BRONTEKST:
Koetshuis buitenplaats Lindenhorst te Driebergen

Buitenplaats Lindenhorst, Driebergen Stichtse Lustwarande, koetshuis,  bouwhistorisch onderzoek monument

Koetshuis buitenplaats Lindenhorst

Hoofdstraat 258-260 te Driebergen

Gemeentelijk monument

 

Opdrachtgever

Commerciële partij

 

Uitvoering

Bouwhistorisch onderzoek

2022

 

Zie ook:

Landhuis buitenplaats Lindenhorst


Aan de Hoofdstraat, ten oosten van de oude kern van Driebergen, ligt de in 1863-1864 ontstane buitenplaats Lindenhorst. Lindenhorst is een van meerdere langs dit deel van de Hoofdweg gelegen buitenplaatsen en landhuizen. Het landhuis is een gemeentelijk monument. Ten zuidoosten van het landhuis ligt het bij het complex horende koetshuis, dat eveneens als gemeentelijk monument is aangewezen. Naar aanleiding van een beoogde herontwikkeling van het koetshuis heeft de potentiële eigenaar Res nova Monumenten gevraagd om een bouwhistorisch onderzoek op te stellen. De resultaten van het onderzoek dienen als uitgangspunt en inspiratiebron voor de verdere uitwerking van de al opgestelde voorstudie.

OPDRACHT A: Typ de tekst over het koetshuis van buitenplaats Lindenhorst hierboven volledig en zonder wijzigingen over.

GEGEVENS BIJ OPDRACHT:
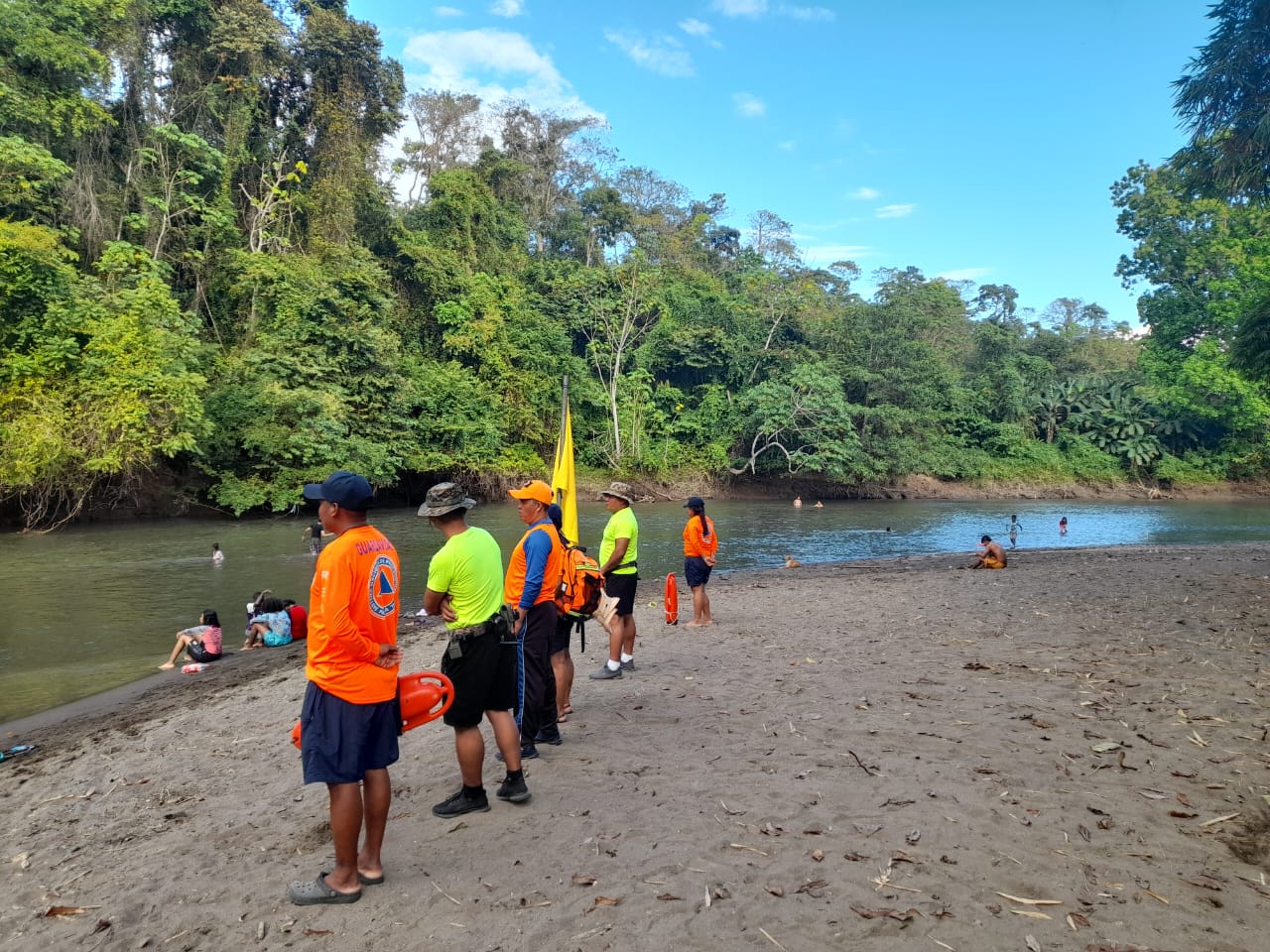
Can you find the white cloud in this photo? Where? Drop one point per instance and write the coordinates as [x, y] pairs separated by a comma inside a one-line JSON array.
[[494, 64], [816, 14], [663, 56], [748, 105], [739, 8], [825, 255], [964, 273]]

--

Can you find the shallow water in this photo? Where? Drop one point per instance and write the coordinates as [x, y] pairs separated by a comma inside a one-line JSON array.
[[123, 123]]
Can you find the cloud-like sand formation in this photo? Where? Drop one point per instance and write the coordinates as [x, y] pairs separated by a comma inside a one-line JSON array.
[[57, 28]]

* * *

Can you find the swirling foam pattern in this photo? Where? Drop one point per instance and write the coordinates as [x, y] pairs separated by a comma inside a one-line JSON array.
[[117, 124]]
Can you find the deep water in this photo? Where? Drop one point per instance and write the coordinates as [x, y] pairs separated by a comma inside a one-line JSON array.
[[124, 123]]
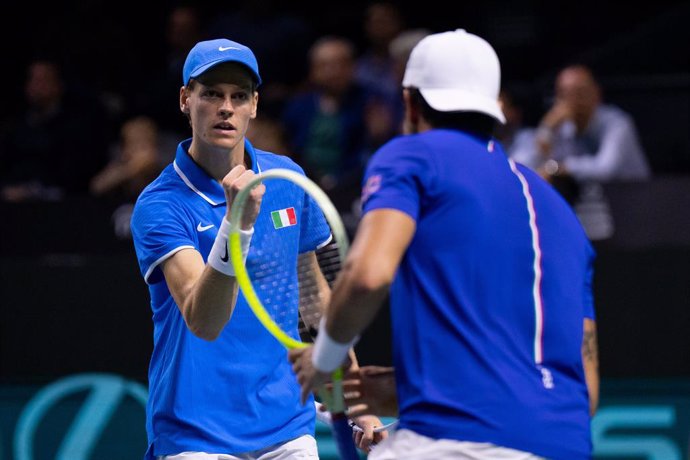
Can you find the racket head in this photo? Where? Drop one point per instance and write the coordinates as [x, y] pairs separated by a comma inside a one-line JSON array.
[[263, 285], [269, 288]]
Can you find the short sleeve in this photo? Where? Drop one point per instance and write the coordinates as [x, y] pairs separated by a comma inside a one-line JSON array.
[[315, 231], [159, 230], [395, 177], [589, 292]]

OPDRACHT B: Zet alsjeblieft het deel van de invoer hierboven dat begint met de regel die "Can you find the racket" bevat en eindigt met de regel die "[[315, 231], [159, 230], [395, 177], [589, 292]]" bevat, beide inbegrepen, om in een JSON-lijst van strings. Maak één string per regel en laat lege regels weg.

ANTWOORD A:
Koetshuis buitenplaats Lindenhorst te Driebergen

Buitenplaats Lindenhorst, Driebergen Stichtse Lustwarande, koetshuis,  bouwhistorisch onderzoek monument

Koetshuis buitenplaats Lindenhorst

Hoofdstraat 258-260 te Driebergen

Gemeentelijk monument

 

Opdrachtgever

Commerciële partij

 

Uitvoering

Bouwhistorisch onderzoek

2022

 

Zie ook:

Landhuis buitenplaats Lindenhorst


Aan de Hoofdstraat, ten oosten van de oude kern van Driebergen, ligt de in 1863-1864 ontstane buitenplaats Lindenhorst. Lindenhorst is een van meerdere langs dit deel van de Hoofdweg gelegen buitenplaatsen en landhuizen. Het landhuis is een gemeentelijk monument. Ten zuidoosten van het landhuis ligt het bij het complex horende koetshuis, dat eveneens als gemeentelijk monument is aangewezen. Naar aanleiding van een beoogde herontwikkeling van het koetshuis heeft de potentiële eigenaar Res nova Monumenten gevraagd om een bouwhistorisch onderzoek op te stellen. De resultaten van het onderzoek dienen als uitgangspunt en inspiratiebron voor de verdere uitwerking van de al opgestelde voorstudie.

ANTWOORD B:
[
  "Can you find the racket head in this photo? Where? Drop one point per instance and write the coordinates as [x, y] pairs separated by a comma inside a one-line JSON array.",
  "[[263, 285], [269, 288]]",
  "Can you find the short sleeve in this photo? Where? Drop one point per instance and write the coordinates as [x, y] pairs separated by a comma inside a one-line JSON array.",
  "[[315, 231], [159, 230], [395, 177], [589, 292]]"
]